■ Job: Repeat the entire listing exactly as written.

Collected data
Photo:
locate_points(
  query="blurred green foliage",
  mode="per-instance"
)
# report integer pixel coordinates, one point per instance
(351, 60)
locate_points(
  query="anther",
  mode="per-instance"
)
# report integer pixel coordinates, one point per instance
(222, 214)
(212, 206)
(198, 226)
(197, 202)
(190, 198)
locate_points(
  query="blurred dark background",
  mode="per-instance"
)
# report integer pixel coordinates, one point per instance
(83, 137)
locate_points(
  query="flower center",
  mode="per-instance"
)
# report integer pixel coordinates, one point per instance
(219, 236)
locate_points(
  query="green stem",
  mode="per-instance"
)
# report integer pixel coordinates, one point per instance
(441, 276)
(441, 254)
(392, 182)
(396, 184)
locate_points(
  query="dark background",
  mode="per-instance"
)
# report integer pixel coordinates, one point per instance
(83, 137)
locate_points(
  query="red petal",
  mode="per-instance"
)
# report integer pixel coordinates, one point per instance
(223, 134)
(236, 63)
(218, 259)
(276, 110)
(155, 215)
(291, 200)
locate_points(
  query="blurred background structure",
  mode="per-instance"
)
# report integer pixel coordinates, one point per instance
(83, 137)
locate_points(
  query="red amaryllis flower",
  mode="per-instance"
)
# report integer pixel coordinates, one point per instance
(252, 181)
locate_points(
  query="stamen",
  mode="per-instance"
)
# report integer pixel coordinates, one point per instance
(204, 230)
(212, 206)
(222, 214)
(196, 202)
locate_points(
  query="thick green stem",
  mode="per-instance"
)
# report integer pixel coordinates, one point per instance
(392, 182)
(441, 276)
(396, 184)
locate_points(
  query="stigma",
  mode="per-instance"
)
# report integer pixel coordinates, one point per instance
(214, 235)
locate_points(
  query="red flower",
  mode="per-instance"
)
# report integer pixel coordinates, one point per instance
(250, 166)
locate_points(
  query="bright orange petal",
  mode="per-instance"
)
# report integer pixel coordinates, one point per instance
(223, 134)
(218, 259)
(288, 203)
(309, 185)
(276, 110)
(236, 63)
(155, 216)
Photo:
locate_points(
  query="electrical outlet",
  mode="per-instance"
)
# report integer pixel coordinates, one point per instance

■ Task output:
Photo:
locate_points(
  query="blurred green foliage",
  mode="per-instance"
)
# report integer pixel coordinates, one point per instance
(351, 60)
locate_points(
  query="anther",
  mode="per-instance"
)
# report integer pixel coordinates, one point per instance
(222, 214)
(212, 206)
(198, 226)
(197, 202)
(190, 198)
locate_points(
  query="blurred dark background",
  mode="per-instance"
)
# report integer pixel coordinates, one point per instance
(83, 137)
locate_points(
  query="flower center",
  mode="per-instance"
)
# report integer pixel coordinates, one point per instance
(219, 236)
locate_points(
  query="green stem",
  mode="per-instance"
)
# report integer pixel coordinates, one point per instance
(441, 276)
(441, 254)
(392, 182)
(396, 184)
locate_points(
  query="dark background",
  mode="per-instance"
)
# report integer pixel coordinates, one point per instance
(83, 137)
locate_points(
  query="red petal",
  mode="per-instance"
)
# report integer pixel coordinates, one point per instance
(223, 134)
(236, 63)
(218, 259)
(276, 110)
(155, 215)
(291, 200)
locate_points(
  query="blurred background structure",
  mode="per-instance"
)
# report integer pixel coordinates, one point per instance
(83, 137)
locate_points(
  query="red amaryllis flower",
  mode="per-instance"
)
# report integer pixel coordinates, one point per instance
(252, 181)
locate_points(
  query="stamen",
  mode="per-instance"
)
# report integer pixel coordinates, one point per instance
(204, 230)
(212, 206)
(222, 214)
(196, 202)
locate_points(
  query="thick green stem",
  mode="per-instance"
)
# report integer pixel coordinates, one point per instance
(392, 182)
(441, 276)
(396, 184)
locate_points(
  query="stigma",
  mode="per-instance"
)
# report integer pixel coordinates, one point per instance
(214, 235)
locate_points(
  query="red flower",
  mode="per-instance"
)
# report integer pixel coordinates, one point per instance
(250, 166)
locate_points(
  query="bright orange petal",
  mode="per-instance"
)
# report integer pixel coordinates, one point per instance
(223, 134)
(218, 259)
(288, 203)
(309, 185)
(276, 110)
(236, 63)
(155, 216)
Photo:
locate_points(
  query="electrical outlet",
  mode="per-instance"
)
# report integer pixel coordinates, one point per instance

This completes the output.